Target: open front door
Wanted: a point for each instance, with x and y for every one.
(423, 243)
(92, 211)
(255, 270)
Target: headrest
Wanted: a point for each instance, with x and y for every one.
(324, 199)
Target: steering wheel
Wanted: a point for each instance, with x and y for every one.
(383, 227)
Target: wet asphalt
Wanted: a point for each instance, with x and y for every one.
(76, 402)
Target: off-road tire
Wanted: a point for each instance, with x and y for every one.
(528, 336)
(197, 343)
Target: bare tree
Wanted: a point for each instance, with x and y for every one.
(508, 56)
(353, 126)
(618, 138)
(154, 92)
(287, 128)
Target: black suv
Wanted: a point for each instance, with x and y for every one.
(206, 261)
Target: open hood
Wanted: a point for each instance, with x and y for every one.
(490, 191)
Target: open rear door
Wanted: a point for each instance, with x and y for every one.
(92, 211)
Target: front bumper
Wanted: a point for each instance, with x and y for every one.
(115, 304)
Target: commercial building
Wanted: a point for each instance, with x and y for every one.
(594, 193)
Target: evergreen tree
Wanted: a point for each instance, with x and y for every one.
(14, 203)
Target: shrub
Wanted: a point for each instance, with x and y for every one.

__________

• Problem description: Reproduce the records above exactly.

• Completed exercise:
Target: open front door
Wanted: a point for each instance, with x and y for every one.
(423, 243)
(92, 211)
(255, 270)
Target: headrest
Wanted: a point for each instance, with x and y for every one.
(324, 199)
Target: steering wheel
Wanted: a point for each instance, with x and y for every one.
(383, 227)
Target: wet asphalt
Wanted: a point for each instance, with x and y for every one.
(76, 402)
Target: off-road tire
Wanted: a point for each instance, with x and y for every one.
(528, 336)
(197, 343)
Target: bare tree
Wanted: a point for each instance, with x and y for every one.
(508, 56)
(353, 126)
(618, 138)
(154, 92)
(287, 128)
Target: black suv
Wanted: a point for each instance, with x and y for every one.
(206, 261)
Target: open hood
Wanted: a point for each instance, with x and y for every one.
(490, 191)
Target: open rear door
Wanted: a point for each instance, with x and y for every one.
(92, 211)
Target: front bumper
Wanted: a point for each instance, with x and y for every one.
(115, 304)
Target: commercial building
Wanted: a point for each instance, with x and y for every one.
(594, 193)
Target: evergreen tree
Wanted: a point for each instance, with x and y for every one.
(14, 203)
Target: shrub
Wanted: a point for each instance, with x and y for every one.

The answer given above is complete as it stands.